§ **Brano scelto**

● ● ●

Burundi - Da quindici anni la struttura residenziale, educativa e sanitaria è finalizzata a sostenere i problemi della popolazione. Il merito è di una donna di straordinaria energia
Providenti Giovanna Mercoledi, 25/03/2009 - Articolo pubblicato nel mensile NoiDonne di Giugno 2008
Il Burundi è un piccolissimo stato africano, incastrato tra il Congo, la Tanzania e il Ruanda, al quale solitamente lo si associa per via della guerra fratricida tra hutu e tutzi e del genocidio che nel 1994 ha sconvolto i due paesi, uccidendo, torturando e violentando milioni di donne, uomini e bambini. I sopravvissuti, in maggioranza donne e vedove, hanno faticosamente raccolto i cocci, inventandosi forme creative di auto-aiuto, di riconciliazione e di concreto sostegno sanitario ed educativo, costruendo realtà autoctone che meritano di essere scoperte e visitate (vedi Federica Ruggiero, “Pratiche di resistenza delle donne nel genocidio rwandese”, in “La nonviolenza delle donne”, Lef, 2006).

● ● ●

§ **Obiettivi**
1. Traduci in inglese questa frase dell'articolo sul Burundi: "Il Burundi è un piccolissimo stato africano, incastrato tra il Congo, la Tanzania e il Ruanda, al quale solitamente lo si associa per via della guerra fratricida tra hutu e tutzi e del genocidio che nel 1994 ha sconvolto i due paesi, uccidendo, torturando e violentando milioni di donne, uomini e bambini."
2. Prosegui l'articolo sul Burundi partendo dall'ultima frase riportata.

● ● ●

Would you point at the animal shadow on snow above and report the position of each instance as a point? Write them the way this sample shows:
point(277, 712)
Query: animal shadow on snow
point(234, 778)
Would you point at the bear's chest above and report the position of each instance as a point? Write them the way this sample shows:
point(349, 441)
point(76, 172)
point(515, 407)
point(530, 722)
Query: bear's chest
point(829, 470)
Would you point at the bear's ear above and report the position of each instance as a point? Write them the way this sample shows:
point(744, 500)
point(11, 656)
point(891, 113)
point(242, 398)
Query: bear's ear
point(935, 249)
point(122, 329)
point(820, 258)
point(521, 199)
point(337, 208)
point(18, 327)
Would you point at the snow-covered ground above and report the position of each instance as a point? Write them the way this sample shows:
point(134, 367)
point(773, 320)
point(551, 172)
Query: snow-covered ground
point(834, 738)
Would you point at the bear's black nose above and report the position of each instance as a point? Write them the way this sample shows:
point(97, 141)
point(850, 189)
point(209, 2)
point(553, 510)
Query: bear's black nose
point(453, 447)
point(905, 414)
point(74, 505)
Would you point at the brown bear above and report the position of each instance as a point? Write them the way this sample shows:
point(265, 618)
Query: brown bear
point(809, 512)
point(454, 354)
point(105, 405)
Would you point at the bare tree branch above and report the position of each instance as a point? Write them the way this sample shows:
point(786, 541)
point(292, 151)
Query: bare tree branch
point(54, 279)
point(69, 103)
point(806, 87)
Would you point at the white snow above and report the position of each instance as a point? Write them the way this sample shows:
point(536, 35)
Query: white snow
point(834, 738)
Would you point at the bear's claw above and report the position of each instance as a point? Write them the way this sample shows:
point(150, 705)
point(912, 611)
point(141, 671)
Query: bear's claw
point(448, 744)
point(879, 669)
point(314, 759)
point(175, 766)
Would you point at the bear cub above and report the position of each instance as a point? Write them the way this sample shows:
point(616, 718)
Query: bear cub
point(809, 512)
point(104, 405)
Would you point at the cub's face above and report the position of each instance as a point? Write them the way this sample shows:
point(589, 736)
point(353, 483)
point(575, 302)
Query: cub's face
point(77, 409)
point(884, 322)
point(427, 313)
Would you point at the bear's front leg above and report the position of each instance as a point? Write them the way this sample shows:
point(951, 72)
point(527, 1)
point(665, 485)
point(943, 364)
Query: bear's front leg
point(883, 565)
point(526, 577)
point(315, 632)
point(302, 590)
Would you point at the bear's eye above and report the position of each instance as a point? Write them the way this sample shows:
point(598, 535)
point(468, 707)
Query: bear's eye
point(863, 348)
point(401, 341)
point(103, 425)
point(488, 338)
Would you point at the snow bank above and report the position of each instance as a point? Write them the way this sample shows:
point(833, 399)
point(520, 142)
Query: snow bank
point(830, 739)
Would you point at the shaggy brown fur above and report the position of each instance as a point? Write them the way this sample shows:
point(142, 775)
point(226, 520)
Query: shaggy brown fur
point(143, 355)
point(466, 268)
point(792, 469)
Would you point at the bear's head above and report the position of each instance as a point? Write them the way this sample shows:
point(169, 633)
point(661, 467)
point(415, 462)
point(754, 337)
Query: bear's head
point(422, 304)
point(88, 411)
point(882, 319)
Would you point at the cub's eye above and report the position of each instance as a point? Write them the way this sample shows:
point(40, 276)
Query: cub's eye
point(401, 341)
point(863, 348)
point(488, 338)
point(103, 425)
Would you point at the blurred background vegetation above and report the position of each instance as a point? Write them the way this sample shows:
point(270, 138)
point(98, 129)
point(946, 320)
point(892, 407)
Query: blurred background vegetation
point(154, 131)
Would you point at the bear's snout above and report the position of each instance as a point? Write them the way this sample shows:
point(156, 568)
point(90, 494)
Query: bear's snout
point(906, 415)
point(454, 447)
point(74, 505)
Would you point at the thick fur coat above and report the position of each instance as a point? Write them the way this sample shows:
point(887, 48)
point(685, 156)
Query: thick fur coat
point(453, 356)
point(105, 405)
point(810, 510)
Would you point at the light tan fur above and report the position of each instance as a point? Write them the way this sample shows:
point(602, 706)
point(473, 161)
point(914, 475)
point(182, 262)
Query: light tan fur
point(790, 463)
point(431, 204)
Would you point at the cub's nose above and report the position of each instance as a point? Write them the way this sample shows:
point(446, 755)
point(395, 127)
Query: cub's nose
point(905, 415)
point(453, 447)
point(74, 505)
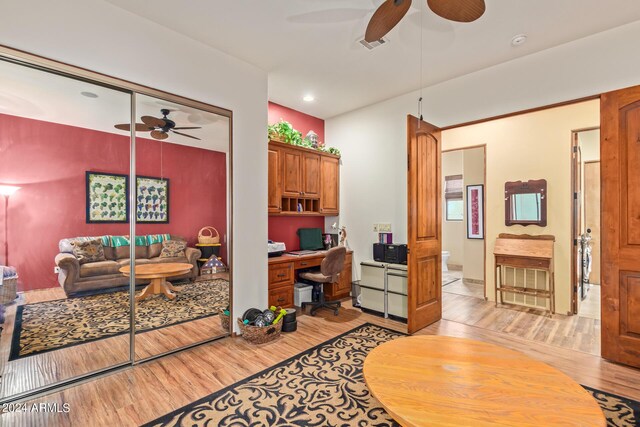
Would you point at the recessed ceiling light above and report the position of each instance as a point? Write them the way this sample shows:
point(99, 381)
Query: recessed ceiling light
point(518, 40)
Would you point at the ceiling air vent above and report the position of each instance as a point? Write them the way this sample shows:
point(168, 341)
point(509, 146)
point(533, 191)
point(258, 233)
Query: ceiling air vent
point(373, 44)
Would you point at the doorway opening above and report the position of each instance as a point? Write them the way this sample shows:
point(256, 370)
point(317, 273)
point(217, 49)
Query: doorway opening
point(463, 254)
point(586, 223)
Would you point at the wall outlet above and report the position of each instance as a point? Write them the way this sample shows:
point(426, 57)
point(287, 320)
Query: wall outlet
point(382, 228)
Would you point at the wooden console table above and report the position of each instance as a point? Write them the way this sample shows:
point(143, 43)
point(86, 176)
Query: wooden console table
point(528, 252)
point(282, 277)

● ● ●

§ **In risposta**
1. Burundi is a tiny African state, wedged between Congo, Tanzania and Rwanda, with which it is usually associated because of the fratricidal war between Hutu and Tutsi and the genocide that in 1994 devastated the two countries, killing, torturing and raping millions of women, men and children.

2.
Ho avuto la fortuna di incontrare una di queste realtà attraverso la conoscenza personale di Marguerite Barankitse, fondatrice della Maison Shalom. Ma prima di parlare di lei vorrei dare ancora qualche notizia di tipo “storico-geografica”.
Per raccontare questa regione del mondo disastrata dalle guerre civili non potrebbe esserci immagine più errata di quella della divisione o dell’alternanza, che lasciasse immaginare ora uno ora l’altro dei gruppi vittime o dominanti. Sarebbe una cieca e impropria semplificazione: perchè ciò che più la caratterizza è invece la comune sofferenza, condivisa da tutti, nessuno escluso.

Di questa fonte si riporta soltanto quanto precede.